- [Tasks and exercises]:
• A. Answer these questions from the discussion of the Synapse fintech customers, one line each, marked (i), (ii), (iii):
(i) How many customers did CNBC speak to?
(ii) Which brick and mortar institution does one commenter name?
(iii) Which online bank has another commenter used for decades?
• B. Extend the discussion of the Synapse fintech customers, starting after its final comment.

- [Text to read]:
-- -- --
CNBC spoke to a dozen customers caught in the Synapse fintech predicament, people who are owed sums ranging from $7,000 to well over $200,000.
CNBC spoke to a dozen customers caught in the Synapse fintech predicament, people who are owed sums ranging from $7,000 to well over $200,000.
Isn’t that what they signed up for when they put their money in a nonFDIC insured account?
Read the article, and maybe don’t be such a heartless bastard?
I realize that my comment does sound really harsh. And there definitely should be criminal penalties for falsely advertising that they were an FDIC covered institution and a best effort to return the funds
But (again I am being harsh again) there is risk in putting your money in a faceless app instead of a brick and mortar institution and there needs to be some personal accountability for making bad decisions
What do you say to those who use Wells Fargo (brick and mortar institution) and and screw you over by opening accounts on your behalf?
I’ve been using Ally (an online bank) for decades. They told me that they are FDIC insured (and they are), but I would never thought to go to FDIC gov website to double check their words. I bet most Americans don’t do that. It is not a reasonable expectation.
-- -- --
- [Data shown]:

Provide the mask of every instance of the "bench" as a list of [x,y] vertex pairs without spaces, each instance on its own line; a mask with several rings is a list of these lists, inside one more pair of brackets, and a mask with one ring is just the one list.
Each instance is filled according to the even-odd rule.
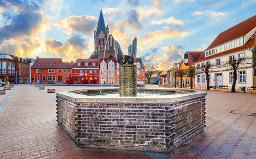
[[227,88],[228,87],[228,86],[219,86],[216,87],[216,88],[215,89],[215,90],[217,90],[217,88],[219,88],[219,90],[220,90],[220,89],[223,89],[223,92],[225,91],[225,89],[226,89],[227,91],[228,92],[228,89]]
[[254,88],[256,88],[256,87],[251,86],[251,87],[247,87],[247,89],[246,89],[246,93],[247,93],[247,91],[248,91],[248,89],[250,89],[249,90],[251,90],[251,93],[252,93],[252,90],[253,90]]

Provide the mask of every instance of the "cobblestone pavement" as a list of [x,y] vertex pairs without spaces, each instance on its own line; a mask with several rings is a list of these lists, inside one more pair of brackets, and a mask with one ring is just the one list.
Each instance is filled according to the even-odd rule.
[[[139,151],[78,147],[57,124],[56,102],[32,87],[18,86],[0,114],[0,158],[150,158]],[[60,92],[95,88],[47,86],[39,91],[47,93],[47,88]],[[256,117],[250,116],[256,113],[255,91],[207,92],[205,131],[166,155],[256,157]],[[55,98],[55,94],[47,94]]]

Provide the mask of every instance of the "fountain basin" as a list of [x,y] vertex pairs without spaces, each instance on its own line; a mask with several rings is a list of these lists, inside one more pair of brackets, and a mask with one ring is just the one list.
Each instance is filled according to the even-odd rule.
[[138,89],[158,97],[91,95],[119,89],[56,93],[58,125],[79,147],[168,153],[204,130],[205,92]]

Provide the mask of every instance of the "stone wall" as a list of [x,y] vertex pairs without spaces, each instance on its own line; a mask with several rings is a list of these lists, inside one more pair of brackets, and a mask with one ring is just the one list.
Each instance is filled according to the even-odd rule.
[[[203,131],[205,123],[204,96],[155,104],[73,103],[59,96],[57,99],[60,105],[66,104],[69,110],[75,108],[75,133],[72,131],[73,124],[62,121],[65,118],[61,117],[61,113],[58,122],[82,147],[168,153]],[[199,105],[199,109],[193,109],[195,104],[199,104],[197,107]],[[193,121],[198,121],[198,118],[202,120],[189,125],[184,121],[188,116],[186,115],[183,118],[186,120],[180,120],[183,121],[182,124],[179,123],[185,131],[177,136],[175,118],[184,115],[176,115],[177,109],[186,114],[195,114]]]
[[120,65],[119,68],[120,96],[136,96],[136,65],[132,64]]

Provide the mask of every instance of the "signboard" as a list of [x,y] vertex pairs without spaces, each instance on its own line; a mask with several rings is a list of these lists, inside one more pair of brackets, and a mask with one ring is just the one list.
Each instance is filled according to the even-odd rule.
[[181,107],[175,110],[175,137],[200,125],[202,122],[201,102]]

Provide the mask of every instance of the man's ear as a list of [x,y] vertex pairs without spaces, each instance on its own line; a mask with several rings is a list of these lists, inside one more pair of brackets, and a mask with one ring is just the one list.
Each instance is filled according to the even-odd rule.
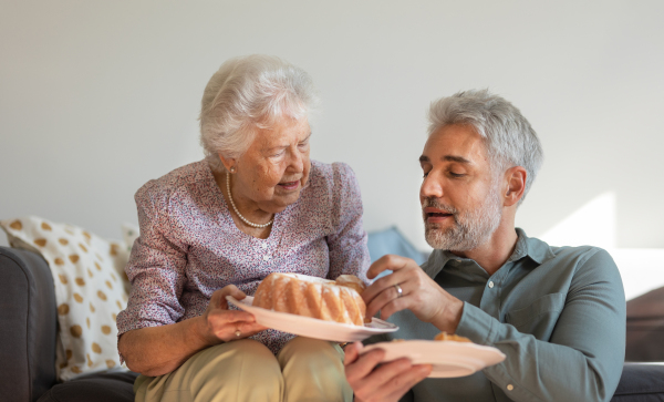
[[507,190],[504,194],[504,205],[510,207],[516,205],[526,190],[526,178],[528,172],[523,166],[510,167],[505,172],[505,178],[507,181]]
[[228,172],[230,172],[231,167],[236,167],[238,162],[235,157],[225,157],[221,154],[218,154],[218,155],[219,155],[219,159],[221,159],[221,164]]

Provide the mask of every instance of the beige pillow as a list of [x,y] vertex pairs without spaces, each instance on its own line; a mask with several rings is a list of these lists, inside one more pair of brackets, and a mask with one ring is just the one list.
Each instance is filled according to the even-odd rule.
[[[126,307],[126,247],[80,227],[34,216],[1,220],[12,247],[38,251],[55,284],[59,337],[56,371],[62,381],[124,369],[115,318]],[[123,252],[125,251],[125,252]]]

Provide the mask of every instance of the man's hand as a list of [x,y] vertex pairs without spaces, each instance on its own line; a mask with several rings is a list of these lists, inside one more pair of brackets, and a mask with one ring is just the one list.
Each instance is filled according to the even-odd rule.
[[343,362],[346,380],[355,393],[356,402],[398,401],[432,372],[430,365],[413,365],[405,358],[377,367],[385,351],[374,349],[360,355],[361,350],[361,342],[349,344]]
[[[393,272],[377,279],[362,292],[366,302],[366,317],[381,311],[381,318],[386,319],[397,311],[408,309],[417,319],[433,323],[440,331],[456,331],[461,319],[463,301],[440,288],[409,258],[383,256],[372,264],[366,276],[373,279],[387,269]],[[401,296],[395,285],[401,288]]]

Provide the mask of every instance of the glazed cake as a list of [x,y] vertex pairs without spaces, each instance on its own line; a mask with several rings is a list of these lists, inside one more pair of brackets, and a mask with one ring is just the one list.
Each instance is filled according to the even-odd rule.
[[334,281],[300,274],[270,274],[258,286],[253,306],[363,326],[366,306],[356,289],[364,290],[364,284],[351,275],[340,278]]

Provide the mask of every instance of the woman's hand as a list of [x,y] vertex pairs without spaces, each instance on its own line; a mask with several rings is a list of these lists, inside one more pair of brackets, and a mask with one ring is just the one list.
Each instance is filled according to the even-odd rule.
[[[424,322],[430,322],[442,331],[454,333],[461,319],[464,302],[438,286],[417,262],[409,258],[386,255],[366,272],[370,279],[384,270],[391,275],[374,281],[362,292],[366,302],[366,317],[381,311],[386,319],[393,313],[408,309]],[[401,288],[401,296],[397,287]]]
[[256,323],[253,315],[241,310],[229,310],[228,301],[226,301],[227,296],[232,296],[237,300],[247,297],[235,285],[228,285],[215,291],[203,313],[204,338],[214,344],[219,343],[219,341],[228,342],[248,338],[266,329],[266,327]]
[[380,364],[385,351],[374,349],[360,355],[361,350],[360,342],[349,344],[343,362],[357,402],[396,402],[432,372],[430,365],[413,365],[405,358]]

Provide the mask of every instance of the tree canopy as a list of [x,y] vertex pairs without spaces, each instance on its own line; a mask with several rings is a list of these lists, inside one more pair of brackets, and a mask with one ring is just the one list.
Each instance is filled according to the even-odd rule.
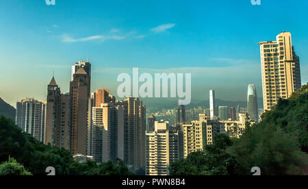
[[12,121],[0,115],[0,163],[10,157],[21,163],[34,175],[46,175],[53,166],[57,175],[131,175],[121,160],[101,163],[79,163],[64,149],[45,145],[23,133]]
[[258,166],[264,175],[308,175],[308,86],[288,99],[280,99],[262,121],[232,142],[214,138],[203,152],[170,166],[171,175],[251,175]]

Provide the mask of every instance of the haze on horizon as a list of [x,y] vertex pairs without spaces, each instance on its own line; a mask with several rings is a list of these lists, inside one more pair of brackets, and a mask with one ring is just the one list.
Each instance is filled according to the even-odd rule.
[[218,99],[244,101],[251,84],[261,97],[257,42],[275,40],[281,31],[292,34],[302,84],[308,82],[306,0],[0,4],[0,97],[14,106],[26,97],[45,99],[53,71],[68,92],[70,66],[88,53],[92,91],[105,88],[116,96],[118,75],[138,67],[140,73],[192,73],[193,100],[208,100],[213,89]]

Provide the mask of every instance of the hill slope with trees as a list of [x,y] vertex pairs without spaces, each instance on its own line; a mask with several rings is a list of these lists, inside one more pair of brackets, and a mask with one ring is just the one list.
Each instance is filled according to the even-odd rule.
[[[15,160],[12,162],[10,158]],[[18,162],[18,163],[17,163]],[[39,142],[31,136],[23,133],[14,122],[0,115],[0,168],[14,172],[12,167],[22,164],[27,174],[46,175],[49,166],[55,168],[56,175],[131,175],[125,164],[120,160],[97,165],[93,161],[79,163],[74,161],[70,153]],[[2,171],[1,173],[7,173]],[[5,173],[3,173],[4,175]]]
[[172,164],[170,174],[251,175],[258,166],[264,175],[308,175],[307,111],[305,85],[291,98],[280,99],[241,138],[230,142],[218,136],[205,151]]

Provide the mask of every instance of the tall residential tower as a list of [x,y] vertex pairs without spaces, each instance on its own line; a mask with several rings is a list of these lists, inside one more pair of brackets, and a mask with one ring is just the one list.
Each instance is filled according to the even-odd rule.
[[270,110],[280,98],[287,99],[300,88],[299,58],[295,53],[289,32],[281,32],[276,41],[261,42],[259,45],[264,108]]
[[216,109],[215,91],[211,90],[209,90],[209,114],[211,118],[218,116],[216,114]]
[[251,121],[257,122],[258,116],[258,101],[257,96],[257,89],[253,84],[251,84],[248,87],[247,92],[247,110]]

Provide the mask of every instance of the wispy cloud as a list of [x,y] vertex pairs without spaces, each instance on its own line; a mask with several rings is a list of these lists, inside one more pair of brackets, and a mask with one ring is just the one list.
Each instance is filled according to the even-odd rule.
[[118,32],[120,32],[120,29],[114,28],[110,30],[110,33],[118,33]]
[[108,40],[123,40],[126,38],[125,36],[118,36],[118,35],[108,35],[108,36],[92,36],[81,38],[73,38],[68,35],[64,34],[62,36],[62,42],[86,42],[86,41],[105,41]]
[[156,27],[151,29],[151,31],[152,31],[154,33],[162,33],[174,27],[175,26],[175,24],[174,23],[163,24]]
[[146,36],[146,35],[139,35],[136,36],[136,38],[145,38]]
-- -- --
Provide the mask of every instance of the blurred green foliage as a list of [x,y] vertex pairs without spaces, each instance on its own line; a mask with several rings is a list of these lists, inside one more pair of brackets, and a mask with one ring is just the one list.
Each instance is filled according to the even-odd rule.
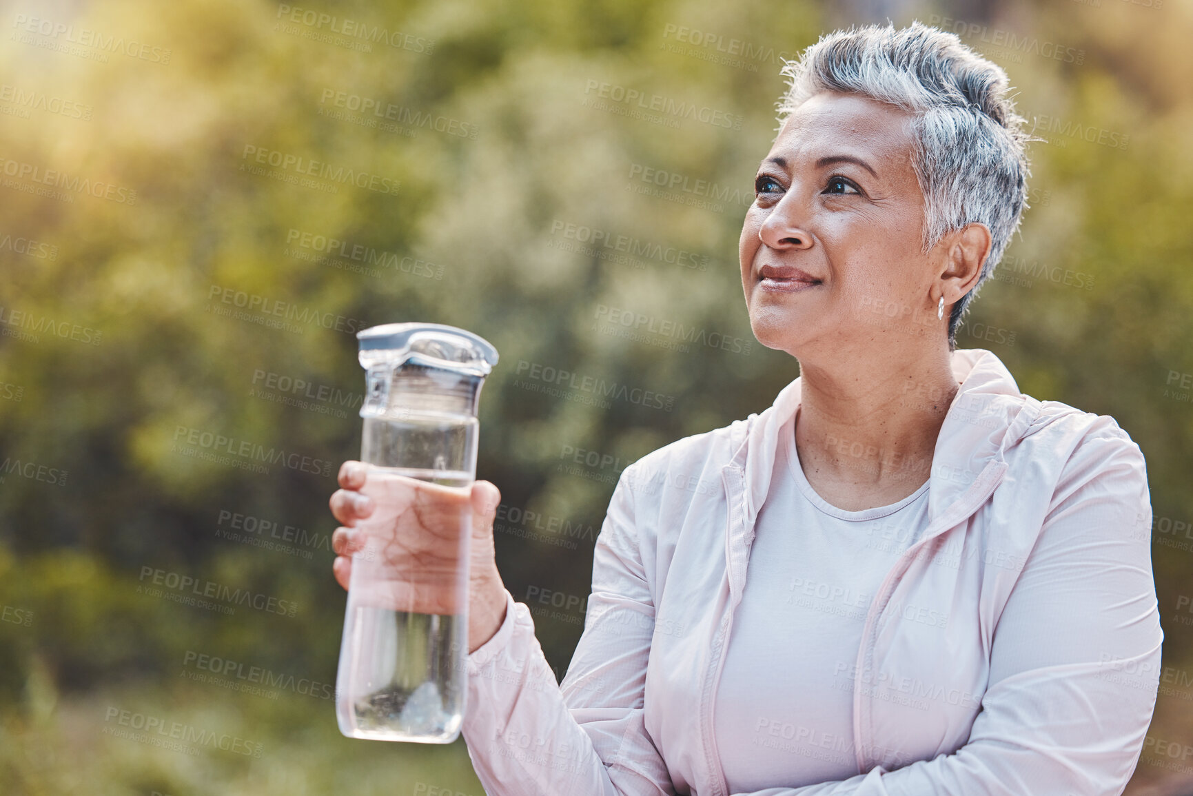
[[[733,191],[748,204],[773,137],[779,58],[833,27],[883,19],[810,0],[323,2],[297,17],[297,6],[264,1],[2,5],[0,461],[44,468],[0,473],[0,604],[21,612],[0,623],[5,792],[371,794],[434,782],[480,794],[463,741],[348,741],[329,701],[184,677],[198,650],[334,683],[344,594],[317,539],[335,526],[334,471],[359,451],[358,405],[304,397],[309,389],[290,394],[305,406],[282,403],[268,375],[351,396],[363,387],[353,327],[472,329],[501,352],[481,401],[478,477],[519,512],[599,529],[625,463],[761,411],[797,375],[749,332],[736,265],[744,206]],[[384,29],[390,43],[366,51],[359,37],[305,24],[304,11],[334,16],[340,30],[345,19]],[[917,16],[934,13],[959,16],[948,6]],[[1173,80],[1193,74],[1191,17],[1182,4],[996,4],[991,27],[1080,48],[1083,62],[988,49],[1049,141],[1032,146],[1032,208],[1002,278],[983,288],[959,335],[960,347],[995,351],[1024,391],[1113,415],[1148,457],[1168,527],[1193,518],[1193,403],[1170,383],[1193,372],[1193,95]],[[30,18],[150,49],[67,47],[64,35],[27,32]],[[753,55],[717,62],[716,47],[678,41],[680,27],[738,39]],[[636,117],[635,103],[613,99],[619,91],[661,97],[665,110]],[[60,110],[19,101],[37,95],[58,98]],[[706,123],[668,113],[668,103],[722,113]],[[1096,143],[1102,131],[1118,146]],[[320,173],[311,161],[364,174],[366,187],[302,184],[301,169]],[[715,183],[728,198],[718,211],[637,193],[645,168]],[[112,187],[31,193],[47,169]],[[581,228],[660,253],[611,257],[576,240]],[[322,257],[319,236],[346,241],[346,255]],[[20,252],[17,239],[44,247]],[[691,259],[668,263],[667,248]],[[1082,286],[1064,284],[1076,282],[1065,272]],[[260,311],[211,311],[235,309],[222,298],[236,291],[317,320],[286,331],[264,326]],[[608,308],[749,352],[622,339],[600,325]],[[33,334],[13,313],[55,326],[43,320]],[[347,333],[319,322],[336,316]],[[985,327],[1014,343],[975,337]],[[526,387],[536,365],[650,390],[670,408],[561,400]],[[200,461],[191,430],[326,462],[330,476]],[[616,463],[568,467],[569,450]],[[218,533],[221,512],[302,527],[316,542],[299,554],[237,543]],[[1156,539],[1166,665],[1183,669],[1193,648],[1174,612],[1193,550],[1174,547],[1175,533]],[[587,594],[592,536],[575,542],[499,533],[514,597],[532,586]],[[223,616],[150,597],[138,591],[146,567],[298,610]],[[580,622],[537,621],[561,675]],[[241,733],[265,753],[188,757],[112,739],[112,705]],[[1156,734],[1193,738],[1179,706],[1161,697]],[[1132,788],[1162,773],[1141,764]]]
-- -- --
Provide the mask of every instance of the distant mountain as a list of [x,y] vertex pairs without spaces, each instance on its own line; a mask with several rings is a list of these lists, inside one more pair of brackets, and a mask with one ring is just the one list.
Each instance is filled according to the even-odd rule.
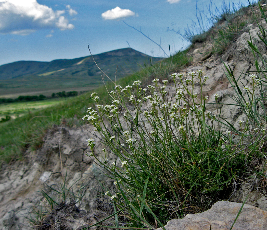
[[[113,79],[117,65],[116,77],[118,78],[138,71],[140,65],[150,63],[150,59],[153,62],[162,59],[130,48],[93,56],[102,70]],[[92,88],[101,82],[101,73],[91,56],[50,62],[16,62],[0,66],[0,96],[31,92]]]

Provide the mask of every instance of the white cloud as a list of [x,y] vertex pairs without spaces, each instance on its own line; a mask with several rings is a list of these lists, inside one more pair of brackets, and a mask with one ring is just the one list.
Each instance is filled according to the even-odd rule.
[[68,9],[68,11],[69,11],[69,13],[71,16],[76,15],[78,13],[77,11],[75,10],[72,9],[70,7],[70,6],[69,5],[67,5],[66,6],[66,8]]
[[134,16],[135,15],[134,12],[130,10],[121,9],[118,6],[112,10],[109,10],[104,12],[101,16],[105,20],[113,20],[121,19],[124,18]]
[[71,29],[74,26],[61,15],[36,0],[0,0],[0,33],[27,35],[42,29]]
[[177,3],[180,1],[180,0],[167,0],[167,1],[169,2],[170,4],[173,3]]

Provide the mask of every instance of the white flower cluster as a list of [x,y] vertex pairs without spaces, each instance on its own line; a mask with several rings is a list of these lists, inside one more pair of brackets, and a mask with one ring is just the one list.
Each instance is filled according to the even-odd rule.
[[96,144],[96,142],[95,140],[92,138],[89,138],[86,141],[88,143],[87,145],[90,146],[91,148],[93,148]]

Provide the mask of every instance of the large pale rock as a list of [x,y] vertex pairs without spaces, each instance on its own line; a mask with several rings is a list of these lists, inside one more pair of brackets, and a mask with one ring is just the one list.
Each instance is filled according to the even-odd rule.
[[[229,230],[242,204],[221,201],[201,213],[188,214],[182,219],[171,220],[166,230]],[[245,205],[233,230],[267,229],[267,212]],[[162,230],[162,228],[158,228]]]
-- -- --
- [Responses by task]:
• A.
(i) A dozen.
(ii) Wells Fargo.
(iii) Ally.

• B.
I don’t think these folks were making bad decisions. These folks were lied to and were robbed.
This is not the same.
Exactly. I’m making my initial dealings with brick and mortar since there’s no telling whose at the other end of a strictly online deal. Ok, you exist. Cool. Now business as usual, non-NigerianPrince.
They changed to a cash sweep / brokerage model (not FDIC-insured at the individual account holder level) like 6 months before the bankruptcy. End users had to click a consent checkbox or the like and probably thought nothing of it.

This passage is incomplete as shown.